Istruzione 1. Estrai dall'elenco la parte che comincia con la riga contenente "Task: tag the dirty" e prosegue fino alla fine dell'elenco, entrambi gli estremi compresi. Riporta quelle righe senza alcuna modifica.

Il Rostro aveva collaborato a tutelare questo segreto per più di mezzo secolo, ed altrettanto aveva fatto lo sparatore, rimasto definitivamente ignoto.   
Ho già accennato al segno lasciato in noi da questa comune esperienza con i commilitoni di Modena con qualcuno dei quali, nel corso della carriera, ci siamo talvolta incontrati in varie riunioni o abbiamo condiviso posizioni a livello interforze, sempre con grandi segni di cordialità d’ambo le parti.
Il senso di appartenere a due corsi tra loro gemellati lo ereditammo da quei venti giorni di vita all’aria aperta, marciando insieme per i tratturi scoscesi, mangiando gli stessi i meloni troppo maturi della assai discutibile mensa da campo, vivendo insieme i nostri rispettivi sogni, condividendo le ore libere, sempre disponibili gli uni per gli altri. Da entrambe le parti era riconosciuto l’impegno, la serietà e lo spirito di sacrificio con cui veniva affrontata la dura trafila da allievo ufficiale.

Dati di origine.
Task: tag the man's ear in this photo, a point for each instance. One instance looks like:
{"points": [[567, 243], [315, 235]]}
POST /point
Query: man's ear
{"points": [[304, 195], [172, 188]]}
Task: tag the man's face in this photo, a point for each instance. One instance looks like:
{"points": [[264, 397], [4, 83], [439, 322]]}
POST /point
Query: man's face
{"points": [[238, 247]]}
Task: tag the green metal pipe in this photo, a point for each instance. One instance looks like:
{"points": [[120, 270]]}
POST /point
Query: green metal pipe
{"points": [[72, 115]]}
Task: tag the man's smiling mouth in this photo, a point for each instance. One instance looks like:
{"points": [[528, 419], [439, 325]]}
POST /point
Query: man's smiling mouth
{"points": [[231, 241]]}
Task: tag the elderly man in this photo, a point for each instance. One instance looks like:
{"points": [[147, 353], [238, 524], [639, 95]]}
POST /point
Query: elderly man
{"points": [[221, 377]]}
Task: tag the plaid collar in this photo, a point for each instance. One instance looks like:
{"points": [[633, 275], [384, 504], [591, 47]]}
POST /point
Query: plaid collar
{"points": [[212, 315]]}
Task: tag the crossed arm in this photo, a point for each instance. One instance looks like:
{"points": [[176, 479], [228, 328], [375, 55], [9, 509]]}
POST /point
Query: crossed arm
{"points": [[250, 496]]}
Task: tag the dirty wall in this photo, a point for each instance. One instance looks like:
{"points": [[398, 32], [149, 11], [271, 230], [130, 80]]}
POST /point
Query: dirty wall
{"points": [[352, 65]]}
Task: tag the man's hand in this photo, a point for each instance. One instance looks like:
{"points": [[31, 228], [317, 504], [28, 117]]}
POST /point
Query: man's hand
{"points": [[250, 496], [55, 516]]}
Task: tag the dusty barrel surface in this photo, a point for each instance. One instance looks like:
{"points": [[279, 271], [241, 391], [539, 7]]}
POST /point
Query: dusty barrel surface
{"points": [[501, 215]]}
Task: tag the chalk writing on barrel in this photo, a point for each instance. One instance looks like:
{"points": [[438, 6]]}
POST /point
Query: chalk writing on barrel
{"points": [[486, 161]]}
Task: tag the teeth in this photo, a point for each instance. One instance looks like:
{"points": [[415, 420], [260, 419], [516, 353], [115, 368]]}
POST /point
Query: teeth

Istruzione 2. Secondo il brano selezionato, per quanti giorni i due corsi gemellati vissero insieme all'aria aperta?

Risposta completa 1.
Task: tag the dirty wall in this photo, a point for each instance. One instance looks like:
{"points": [[398, 32], [149, 11], [271, 230], [130, 80]]}
POST /point
Query: dirty wall
{"points": [[352, 65]]}
Task: tag the man's hand in this photo, a point for each instance. One instance looks like:
{"points": [[31, 228], [317, 504], [28, 117]]}
POST /point
Query: man's hand
{"points": [[250, 496], [55, 516]]}
Task: tag the dusty barrel surface in this photo, a point for each instance. One instance looks like:
{"points": [[279, 271], [241, 391], [539, 7]]}
POST /point
Query: dusty barrel surface
{"points": [[501, 215]]}
Task: tag the chalk writing on barrel in this photo, a point for each instance. One instance looks like:
{"points": [[438, 6]]}
POST /point
Query: chalk writing on barrel
{"points": [[486, 161]]}
Task: tag the teeth in this photo, a point for each instance. One instance looks like:
{"points": [[415, 420], [260, 419], [516, 353], [115, 368]]}
POST /point
Query: teeth

Risposta completa 2. Per venti giorni.